___ Given entries ___

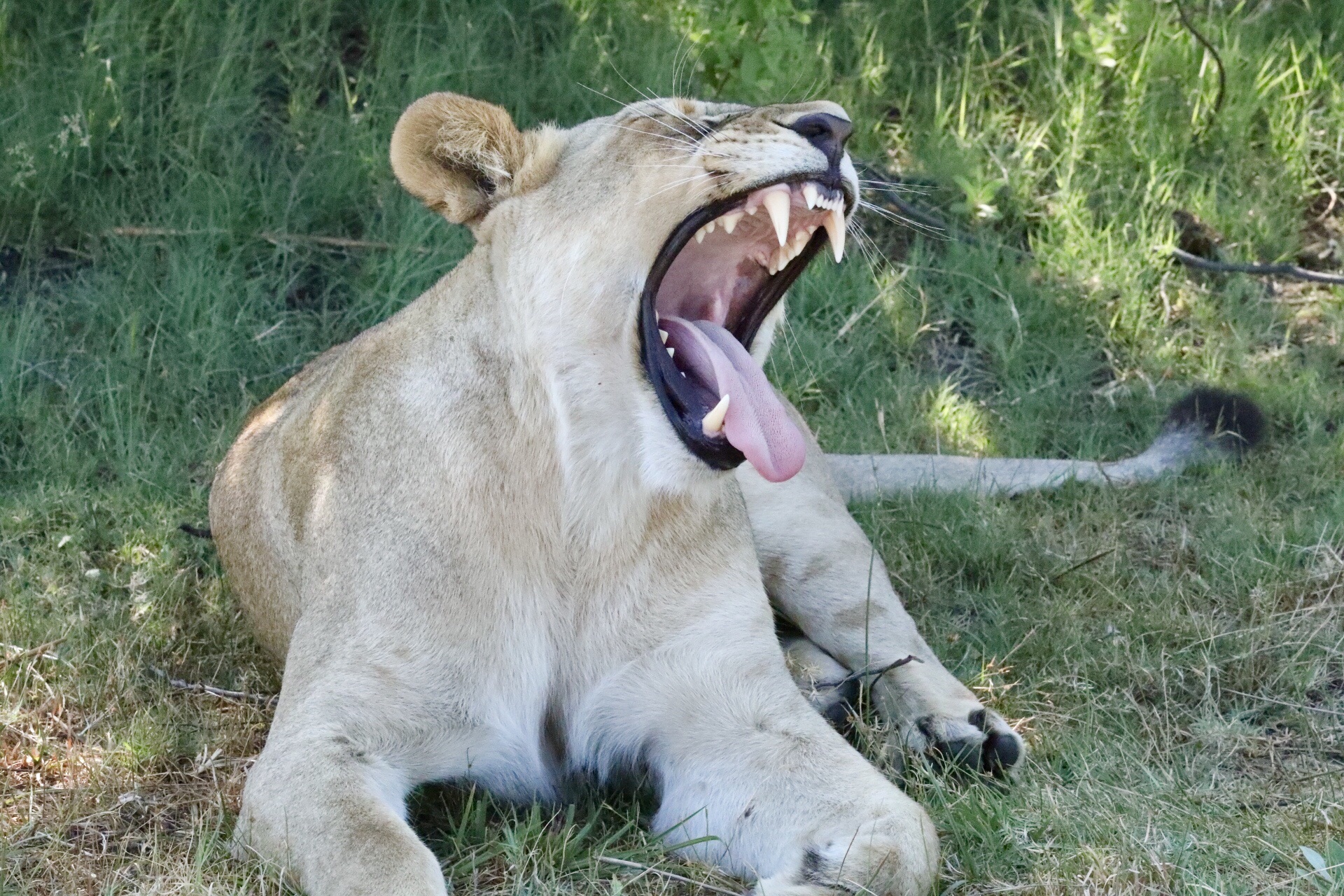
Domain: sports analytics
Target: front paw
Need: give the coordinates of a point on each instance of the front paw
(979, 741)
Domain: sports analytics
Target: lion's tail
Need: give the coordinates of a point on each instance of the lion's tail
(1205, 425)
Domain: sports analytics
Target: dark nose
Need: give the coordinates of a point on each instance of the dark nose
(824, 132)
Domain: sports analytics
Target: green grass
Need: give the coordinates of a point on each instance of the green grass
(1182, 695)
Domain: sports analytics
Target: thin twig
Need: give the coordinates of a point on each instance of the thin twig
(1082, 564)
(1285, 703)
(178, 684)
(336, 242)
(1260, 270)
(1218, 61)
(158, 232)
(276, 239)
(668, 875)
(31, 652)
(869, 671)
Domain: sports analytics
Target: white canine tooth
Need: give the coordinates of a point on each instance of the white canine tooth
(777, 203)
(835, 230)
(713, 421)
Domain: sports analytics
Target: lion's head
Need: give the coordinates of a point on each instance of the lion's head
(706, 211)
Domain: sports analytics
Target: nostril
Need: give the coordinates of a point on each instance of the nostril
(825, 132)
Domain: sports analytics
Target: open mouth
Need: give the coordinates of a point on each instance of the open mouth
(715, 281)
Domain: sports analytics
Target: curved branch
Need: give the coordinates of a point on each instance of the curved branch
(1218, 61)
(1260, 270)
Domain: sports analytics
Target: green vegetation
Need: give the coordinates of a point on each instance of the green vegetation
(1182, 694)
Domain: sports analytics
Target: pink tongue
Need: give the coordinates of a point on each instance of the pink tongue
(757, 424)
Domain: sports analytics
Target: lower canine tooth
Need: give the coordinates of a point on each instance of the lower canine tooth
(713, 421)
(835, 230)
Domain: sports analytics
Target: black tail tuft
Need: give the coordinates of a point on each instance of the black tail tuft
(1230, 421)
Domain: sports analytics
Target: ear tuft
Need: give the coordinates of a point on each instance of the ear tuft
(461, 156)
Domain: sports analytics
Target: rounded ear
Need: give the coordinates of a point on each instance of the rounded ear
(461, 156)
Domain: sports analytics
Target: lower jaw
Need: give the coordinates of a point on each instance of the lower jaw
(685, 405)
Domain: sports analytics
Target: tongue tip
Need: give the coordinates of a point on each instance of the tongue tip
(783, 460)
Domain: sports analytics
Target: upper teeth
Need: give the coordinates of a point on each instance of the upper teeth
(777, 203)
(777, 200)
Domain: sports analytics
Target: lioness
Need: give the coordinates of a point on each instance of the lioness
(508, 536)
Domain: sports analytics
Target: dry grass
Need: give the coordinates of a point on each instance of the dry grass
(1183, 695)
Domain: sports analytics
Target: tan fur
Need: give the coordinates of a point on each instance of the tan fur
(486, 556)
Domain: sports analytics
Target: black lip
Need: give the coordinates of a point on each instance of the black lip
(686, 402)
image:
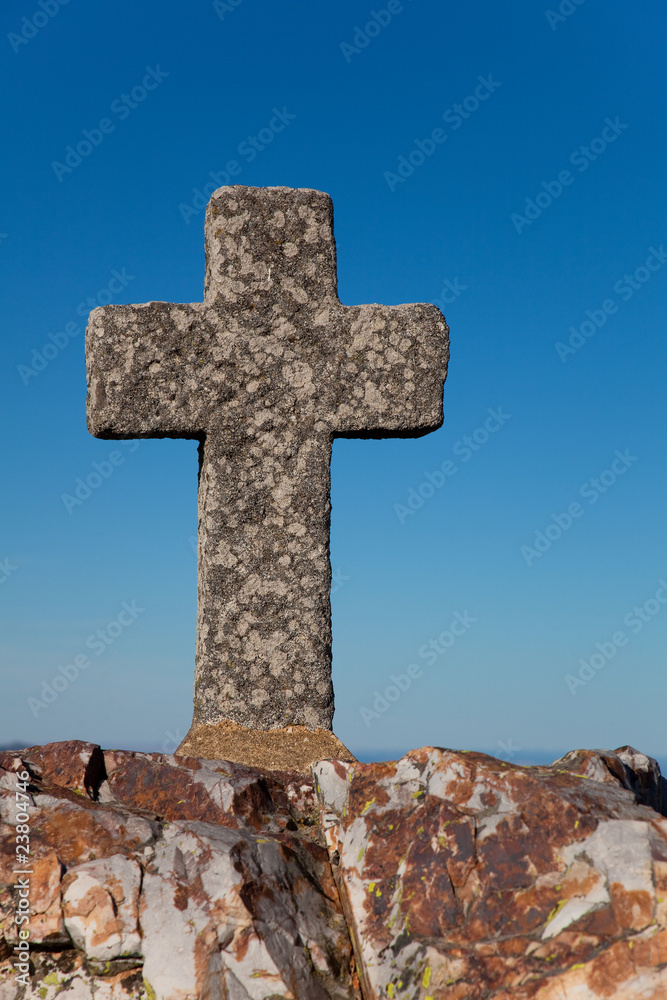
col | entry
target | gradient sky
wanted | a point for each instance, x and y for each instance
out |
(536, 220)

___
___ Given entries ___

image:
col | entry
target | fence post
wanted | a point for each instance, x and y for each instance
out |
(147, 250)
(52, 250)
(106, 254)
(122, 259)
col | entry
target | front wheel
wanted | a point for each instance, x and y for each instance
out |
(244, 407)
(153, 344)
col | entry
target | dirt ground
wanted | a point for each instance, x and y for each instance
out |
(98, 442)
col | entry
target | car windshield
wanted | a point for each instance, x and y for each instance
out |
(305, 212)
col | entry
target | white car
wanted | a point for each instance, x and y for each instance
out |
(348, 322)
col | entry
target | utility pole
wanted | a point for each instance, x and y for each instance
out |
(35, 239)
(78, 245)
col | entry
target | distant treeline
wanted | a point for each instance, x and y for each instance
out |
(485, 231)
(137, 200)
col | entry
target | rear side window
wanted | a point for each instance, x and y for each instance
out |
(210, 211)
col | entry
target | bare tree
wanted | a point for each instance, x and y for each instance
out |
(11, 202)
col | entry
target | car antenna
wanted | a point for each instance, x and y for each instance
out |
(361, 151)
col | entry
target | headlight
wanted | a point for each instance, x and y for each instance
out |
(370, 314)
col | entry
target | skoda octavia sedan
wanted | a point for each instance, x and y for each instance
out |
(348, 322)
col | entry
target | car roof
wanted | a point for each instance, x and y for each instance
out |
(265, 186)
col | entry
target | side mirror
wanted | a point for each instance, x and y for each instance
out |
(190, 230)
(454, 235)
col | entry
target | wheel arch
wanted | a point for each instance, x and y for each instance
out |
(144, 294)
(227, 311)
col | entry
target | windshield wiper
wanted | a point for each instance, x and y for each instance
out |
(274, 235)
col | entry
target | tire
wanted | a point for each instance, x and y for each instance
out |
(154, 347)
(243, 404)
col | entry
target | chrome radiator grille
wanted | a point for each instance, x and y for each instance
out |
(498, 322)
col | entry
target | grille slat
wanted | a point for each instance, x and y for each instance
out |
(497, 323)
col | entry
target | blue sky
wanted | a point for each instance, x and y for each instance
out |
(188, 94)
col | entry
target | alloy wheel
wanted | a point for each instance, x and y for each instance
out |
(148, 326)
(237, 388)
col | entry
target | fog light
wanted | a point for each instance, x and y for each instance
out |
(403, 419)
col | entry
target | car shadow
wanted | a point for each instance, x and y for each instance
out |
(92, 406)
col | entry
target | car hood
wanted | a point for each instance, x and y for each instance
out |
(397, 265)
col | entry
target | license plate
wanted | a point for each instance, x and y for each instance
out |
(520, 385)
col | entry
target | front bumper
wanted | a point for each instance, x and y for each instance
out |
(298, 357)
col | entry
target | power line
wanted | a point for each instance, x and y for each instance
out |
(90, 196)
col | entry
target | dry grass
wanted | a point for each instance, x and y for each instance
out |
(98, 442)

___

◆ Exercise prompt: Report how many lines in the records contain the string "tail". Give only the number.

◆ Output of the task: 4